- DESAFÍO:
Contesta con datos del fragmento sobre el deseo de felicidad:
1. ¿Quién fue Kamalashila?
2. ¿Hace falta ser budista para beneficiarse de las técnicas de meditación?
3. ¿Cuál es el propósito de la práctica espiritual?

- FRAGMENTO DE LECTURA:
1 El deseo de felicidad

Espero que esta pequeña obra aporte al lector una visión básica del budismo y de algunos de los métodos clave que han sido utilizados por sus seguidores a lo largo de la his toria con el fin de cultivar la compasión y la sabiduría. Los métodos que se discutirán en los capítulos siguientes han sido extraídos de tres textos sagrados del budismo. Kamalashila fue un hindú que colaboró enormemente en el desarrollo y la definición de la práctica del budismo en el Tíbet. El libro segundo de su obra, Las etapas de la meditación, contiene la esencia de todo el budismo. También he recurrido en la preparación de este libro a las obras de Togmay Sangpo y Langri Tangpa, Las treinta y siete prácticas de los bodhisattva y Ocho versos para entrenar la mente.

Me gustaría enfatizar que no es necesario ser budista para beneficiarse de las técnicas de meditación. De hecho, las técnicas no llevan en sí mismas la iluminación ni a poseer un corazón abierto y compasivo. Eso depende de nosotros y del esfuerzo y motivación que apliquemos a las prácticas espirituales.

El propósito de la práctica espiritual es satisfacer el deseo de felicidad. Todos somos iguales en el deseo de ser felices y de superar el sufrimiento, y creo que todos compartimos el derecho de realizar esta aspiración.

- INFORMACIÓN MOSTRADA:

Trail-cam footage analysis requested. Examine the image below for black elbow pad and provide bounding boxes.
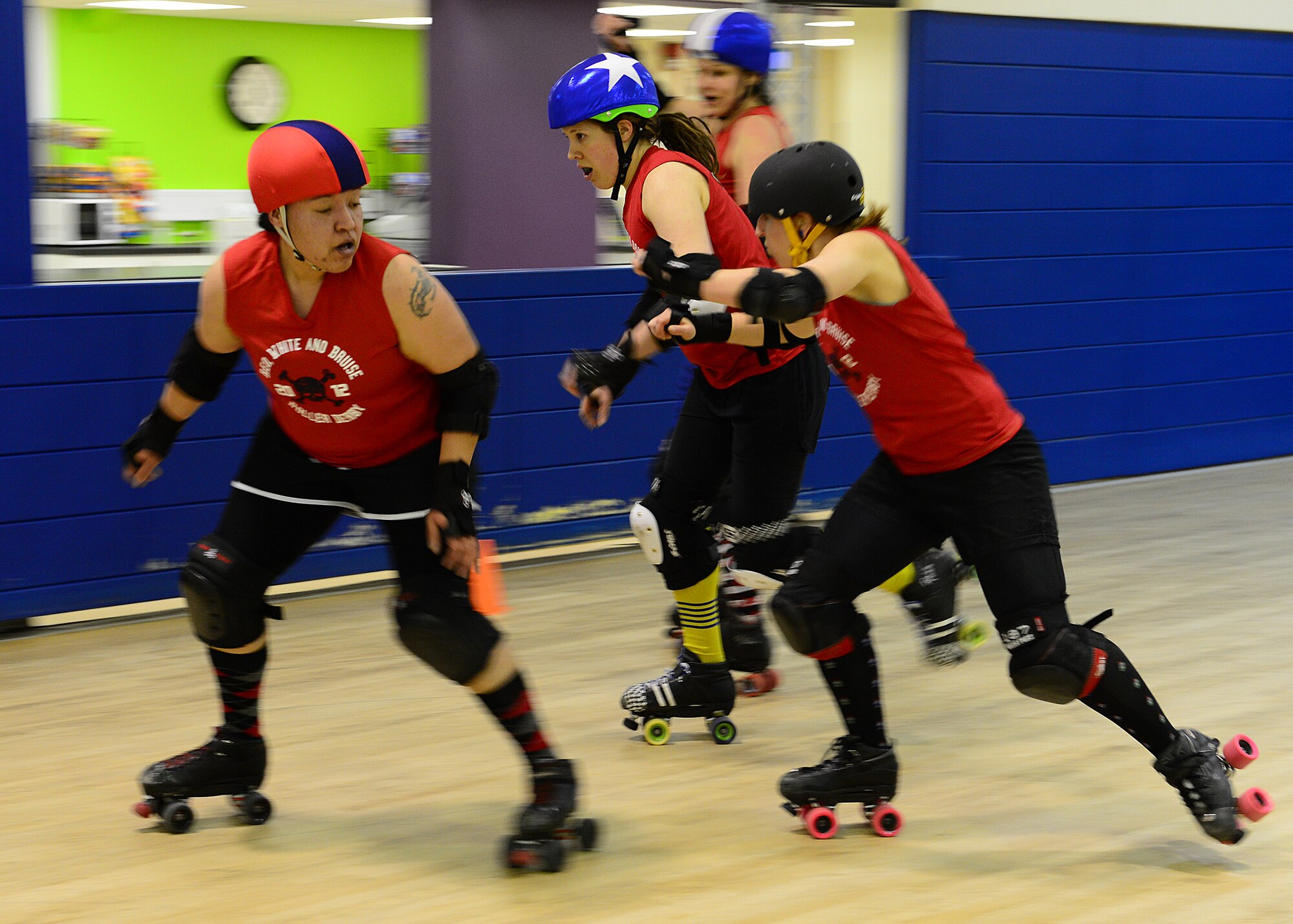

- RESPUESTA ESCRITA:
1. Kamalashila fue un hindú que colaboró enormemente en el desarrollo y la definición de la práctica del budismo en el Tíbet.
2. No, no es necesario ser budista para beneficiarse de ellas.
3. El propósito de la práctica espiritual es satisfacer el deseo de felicidad.